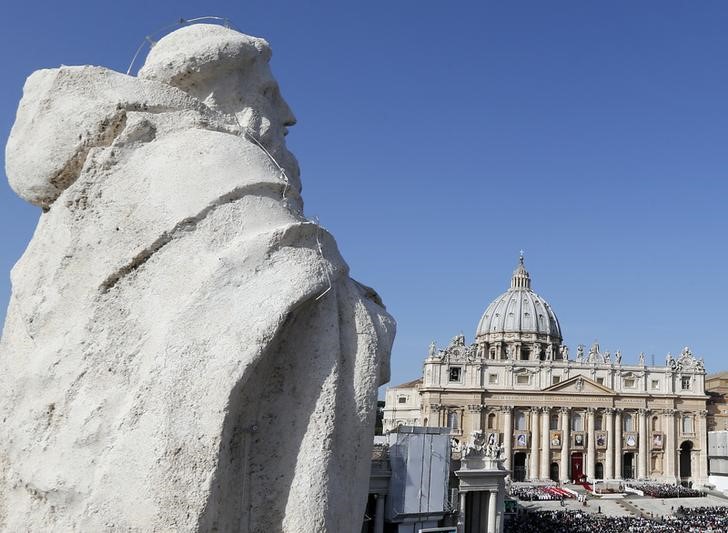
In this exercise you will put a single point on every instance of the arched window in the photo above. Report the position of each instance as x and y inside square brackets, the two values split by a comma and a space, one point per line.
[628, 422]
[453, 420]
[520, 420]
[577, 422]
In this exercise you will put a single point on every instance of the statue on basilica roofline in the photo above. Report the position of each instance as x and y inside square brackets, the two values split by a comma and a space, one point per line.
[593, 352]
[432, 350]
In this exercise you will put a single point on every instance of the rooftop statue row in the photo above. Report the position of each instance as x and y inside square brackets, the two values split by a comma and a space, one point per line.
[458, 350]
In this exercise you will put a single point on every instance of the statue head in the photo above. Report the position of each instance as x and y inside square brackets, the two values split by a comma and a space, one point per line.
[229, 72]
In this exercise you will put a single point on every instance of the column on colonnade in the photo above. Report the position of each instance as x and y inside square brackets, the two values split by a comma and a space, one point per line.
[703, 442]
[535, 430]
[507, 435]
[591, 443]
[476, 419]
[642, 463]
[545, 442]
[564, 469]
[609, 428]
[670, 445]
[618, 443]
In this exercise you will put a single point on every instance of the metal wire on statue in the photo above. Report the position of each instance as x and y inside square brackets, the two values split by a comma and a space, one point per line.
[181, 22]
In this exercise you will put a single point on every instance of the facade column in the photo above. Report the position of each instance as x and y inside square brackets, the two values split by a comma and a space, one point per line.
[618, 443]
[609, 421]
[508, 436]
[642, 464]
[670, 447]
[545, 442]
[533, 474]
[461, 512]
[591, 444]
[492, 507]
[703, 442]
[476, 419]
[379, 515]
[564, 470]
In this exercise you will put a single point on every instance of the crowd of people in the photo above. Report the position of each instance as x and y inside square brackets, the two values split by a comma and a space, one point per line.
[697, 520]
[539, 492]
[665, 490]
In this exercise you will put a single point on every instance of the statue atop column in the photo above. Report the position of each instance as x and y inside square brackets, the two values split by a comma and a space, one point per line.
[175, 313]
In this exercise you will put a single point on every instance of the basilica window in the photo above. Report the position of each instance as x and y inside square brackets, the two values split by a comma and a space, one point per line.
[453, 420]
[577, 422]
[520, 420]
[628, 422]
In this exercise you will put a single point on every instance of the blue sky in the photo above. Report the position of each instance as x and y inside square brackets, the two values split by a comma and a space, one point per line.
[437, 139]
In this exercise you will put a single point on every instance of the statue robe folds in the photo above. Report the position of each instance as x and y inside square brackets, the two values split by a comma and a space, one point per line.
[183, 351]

-.-.-

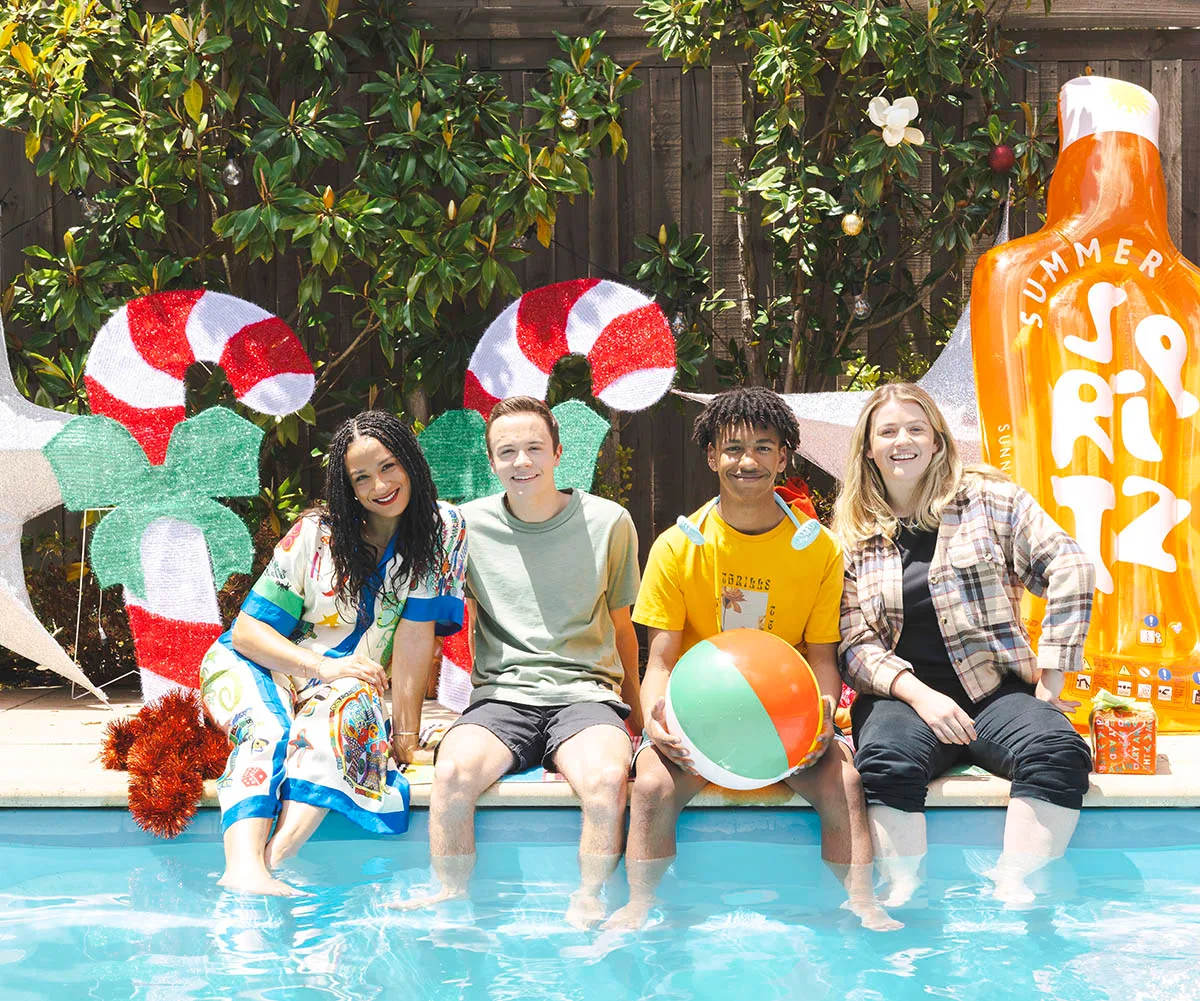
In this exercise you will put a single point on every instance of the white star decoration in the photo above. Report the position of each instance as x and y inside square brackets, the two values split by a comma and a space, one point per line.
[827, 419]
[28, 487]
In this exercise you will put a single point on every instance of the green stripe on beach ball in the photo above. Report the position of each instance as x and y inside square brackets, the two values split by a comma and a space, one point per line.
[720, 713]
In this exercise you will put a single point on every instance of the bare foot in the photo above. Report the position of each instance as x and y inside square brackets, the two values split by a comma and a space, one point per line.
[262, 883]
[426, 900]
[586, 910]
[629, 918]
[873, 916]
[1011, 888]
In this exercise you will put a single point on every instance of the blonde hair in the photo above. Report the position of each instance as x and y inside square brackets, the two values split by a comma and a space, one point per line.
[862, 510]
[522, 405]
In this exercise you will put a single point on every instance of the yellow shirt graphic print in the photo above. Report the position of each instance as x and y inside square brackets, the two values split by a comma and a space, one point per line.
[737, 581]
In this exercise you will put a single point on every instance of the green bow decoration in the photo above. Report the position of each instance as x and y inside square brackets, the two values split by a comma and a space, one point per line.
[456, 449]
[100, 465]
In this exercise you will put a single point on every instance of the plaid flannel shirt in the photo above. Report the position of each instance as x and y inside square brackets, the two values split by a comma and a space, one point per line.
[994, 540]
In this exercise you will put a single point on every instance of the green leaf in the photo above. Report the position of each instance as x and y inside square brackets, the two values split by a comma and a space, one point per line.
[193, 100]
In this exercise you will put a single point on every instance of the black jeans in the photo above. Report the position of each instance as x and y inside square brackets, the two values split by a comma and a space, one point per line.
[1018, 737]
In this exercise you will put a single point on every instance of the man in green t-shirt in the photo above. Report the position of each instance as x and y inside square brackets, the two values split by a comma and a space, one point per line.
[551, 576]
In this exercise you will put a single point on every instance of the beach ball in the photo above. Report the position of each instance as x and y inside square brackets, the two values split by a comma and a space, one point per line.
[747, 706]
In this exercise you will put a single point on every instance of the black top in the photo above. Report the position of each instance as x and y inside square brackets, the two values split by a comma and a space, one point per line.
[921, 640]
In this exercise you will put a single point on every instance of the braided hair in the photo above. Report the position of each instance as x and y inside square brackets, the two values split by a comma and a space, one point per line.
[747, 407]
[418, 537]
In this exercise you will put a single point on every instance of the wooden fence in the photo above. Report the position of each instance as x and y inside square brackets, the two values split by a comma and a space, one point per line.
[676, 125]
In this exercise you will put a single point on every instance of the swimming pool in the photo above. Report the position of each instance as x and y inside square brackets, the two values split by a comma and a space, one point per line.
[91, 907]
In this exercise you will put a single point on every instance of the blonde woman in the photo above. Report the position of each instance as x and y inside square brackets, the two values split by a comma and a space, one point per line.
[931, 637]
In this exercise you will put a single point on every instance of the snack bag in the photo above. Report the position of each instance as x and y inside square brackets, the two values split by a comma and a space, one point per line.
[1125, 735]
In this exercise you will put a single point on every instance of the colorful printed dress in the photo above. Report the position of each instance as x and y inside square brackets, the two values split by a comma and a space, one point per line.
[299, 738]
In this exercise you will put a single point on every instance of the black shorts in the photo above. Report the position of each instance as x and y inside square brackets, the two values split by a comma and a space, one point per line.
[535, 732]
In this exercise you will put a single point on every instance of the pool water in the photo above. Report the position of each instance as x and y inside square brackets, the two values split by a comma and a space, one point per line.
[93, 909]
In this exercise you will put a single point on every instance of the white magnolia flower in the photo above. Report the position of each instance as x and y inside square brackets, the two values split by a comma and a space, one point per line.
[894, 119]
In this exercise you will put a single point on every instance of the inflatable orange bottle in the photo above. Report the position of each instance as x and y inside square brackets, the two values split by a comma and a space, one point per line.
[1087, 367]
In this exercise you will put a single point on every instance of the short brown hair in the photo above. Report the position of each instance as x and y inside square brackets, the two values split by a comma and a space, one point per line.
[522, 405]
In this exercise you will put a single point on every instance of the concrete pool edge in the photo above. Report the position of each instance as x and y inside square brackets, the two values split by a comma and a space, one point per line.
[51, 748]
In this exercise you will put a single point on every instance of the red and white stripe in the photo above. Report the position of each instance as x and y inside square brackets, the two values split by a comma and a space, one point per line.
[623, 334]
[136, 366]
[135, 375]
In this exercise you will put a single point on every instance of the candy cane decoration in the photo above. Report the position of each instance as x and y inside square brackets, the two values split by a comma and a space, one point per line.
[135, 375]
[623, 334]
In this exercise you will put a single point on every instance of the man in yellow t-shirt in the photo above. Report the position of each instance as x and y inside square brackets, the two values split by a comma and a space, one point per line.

-.-.-

List every line of the material that contains the string "ball".

_EXERCISE RESULT_
In this exercise you will put a single point on every instance of the green stripe on beach ball in the photo above. Report the position of each instance as x and y inside square brackets, the two values split by a comma and a space, one point per line.
In this exercise you will put a single point on every instance of the beach ball in the photo above. Report the position of each instance as x and y inside square brackets, the two values split by a comma and a space, one point per line.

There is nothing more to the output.